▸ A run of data

┄┄┄┄┄┄┄┄┄┄

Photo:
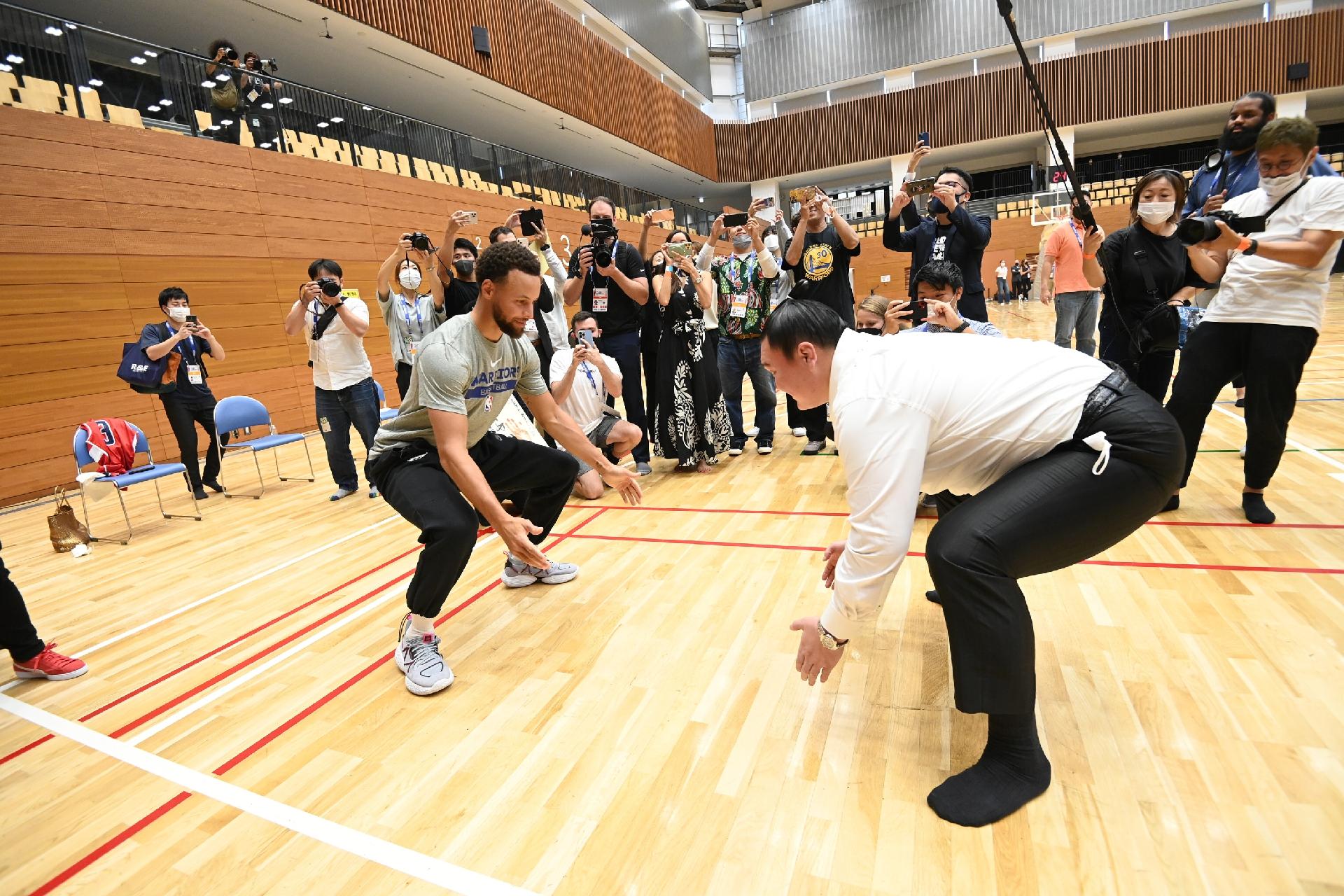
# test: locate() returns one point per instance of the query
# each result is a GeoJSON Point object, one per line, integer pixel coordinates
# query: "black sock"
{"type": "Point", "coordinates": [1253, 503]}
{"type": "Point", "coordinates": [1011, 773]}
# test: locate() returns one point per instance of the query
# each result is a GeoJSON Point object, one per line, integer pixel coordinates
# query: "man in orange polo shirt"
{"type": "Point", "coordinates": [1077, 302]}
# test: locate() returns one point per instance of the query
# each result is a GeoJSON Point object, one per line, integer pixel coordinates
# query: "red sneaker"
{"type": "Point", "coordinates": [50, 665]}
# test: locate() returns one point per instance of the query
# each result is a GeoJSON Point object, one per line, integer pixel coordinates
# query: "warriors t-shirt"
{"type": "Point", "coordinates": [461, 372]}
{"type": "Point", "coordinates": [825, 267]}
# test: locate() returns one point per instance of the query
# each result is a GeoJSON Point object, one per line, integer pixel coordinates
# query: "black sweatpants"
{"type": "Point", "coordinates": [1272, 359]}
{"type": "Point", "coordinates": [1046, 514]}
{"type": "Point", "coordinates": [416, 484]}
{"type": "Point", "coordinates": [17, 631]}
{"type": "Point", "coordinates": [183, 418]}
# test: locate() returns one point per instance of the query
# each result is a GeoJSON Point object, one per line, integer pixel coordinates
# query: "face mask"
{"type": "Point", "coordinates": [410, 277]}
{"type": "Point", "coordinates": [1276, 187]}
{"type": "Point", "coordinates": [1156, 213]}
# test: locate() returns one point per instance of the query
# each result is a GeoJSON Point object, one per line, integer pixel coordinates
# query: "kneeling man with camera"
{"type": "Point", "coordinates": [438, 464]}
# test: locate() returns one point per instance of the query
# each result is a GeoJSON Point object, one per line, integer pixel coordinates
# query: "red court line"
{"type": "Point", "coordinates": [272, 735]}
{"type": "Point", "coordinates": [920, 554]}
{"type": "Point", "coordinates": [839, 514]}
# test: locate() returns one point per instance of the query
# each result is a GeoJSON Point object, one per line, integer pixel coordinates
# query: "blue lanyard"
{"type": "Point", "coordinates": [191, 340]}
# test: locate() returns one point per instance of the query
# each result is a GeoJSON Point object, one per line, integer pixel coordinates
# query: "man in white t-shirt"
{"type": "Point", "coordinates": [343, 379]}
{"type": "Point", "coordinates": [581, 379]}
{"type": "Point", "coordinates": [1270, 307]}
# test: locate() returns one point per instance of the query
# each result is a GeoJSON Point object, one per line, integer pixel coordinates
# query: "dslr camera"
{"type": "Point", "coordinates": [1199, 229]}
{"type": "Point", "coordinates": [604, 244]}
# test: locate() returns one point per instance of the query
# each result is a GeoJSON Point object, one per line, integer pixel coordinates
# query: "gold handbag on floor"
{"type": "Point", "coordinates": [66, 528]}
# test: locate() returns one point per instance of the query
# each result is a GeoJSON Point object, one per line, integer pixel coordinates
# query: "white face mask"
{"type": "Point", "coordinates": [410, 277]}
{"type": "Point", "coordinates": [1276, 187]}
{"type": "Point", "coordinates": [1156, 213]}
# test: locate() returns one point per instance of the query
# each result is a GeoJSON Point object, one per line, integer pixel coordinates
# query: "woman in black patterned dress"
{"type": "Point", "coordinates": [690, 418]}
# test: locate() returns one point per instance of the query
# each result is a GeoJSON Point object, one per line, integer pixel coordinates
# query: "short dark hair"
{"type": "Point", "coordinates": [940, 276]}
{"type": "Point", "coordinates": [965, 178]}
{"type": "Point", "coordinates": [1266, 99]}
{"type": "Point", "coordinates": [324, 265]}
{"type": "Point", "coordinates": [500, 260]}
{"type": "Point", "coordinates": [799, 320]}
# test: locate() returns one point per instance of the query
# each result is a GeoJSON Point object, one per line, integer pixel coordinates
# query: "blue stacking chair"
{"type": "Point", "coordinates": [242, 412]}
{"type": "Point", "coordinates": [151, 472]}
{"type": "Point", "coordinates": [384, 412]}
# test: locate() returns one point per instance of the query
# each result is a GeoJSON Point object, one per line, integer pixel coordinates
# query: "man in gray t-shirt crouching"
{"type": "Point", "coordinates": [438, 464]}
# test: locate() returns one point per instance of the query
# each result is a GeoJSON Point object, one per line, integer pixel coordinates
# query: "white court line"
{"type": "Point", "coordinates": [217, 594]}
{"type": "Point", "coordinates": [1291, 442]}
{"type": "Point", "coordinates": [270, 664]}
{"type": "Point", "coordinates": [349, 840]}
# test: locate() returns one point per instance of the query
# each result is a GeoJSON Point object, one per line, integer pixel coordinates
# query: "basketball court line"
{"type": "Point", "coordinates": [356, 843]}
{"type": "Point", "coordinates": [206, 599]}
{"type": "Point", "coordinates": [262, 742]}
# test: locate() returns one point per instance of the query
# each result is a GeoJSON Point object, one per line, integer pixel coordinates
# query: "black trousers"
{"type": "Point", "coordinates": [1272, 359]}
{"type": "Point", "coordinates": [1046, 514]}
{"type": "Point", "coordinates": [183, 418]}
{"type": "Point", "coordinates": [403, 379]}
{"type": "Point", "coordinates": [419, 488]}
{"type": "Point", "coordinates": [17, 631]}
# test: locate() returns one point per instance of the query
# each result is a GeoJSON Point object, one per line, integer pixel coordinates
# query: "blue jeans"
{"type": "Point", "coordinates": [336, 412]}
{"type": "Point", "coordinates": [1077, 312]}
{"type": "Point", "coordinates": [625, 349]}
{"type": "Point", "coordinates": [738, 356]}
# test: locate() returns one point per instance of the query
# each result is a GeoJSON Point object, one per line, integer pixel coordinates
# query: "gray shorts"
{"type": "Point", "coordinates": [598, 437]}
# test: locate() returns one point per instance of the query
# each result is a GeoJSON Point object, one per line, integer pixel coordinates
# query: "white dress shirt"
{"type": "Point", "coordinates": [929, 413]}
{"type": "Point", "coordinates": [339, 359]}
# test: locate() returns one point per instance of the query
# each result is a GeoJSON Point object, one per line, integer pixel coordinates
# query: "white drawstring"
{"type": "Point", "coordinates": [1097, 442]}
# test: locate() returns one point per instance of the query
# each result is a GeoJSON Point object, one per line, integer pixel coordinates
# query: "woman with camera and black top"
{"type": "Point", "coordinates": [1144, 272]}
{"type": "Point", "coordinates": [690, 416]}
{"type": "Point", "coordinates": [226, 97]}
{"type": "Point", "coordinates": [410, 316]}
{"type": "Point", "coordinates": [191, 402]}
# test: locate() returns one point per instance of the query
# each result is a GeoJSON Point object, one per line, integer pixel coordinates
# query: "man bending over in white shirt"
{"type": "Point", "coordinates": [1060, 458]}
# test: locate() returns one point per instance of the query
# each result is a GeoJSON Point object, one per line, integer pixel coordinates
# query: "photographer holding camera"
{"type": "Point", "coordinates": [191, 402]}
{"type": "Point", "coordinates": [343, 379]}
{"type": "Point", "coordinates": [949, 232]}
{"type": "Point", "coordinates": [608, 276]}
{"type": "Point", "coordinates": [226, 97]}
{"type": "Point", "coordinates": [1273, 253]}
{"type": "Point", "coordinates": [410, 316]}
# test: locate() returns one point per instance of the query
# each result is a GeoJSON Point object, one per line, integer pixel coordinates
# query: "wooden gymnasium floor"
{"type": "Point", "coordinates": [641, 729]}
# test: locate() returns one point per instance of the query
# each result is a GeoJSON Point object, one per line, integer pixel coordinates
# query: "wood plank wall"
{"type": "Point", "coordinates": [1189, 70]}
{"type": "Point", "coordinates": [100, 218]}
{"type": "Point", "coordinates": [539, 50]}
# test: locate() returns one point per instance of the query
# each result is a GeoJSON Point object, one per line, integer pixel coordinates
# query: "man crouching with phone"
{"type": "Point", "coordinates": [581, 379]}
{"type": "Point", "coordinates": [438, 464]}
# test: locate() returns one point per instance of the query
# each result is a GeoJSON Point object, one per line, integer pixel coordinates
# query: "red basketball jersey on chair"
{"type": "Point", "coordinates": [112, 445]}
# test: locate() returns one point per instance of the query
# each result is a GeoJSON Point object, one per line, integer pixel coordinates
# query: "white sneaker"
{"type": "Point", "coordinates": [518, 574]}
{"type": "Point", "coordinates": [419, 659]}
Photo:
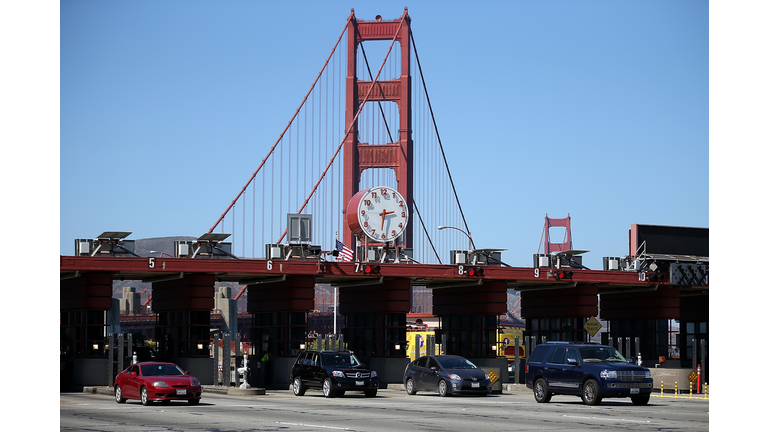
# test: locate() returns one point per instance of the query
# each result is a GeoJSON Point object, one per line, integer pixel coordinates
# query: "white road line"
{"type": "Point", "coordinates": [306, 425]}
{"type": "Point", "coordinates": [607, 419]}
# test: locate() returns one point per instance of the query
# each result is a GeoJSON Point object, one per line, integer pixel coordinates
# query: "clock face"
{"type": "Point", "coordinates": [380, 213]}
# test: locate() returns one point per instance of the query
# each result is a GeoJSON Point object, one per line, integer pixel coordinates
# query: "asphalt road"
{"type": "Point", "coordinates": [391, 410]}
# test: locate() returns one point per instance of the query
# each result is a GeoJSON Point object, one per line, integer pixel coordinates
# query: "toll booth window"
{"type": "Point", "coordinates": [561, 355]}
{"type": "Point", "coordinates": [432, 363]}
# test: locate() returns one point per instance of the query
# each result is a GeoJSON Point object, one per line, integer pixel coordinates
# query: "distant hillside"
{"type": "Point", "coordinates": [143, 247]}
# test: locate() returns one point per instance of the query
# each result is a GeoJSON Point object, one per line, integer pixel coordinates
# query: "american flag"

┄┄┄┄┄┄┄┄┄┄

▸ PROBLEM DESCRIPTION
Collect every line of the data above that contains the word "with", matching case exactly.

▸ THE REPLY
# query: "kneeling man with camera"
# query: "woman with camera and black top"
# query: "man crouching with phone"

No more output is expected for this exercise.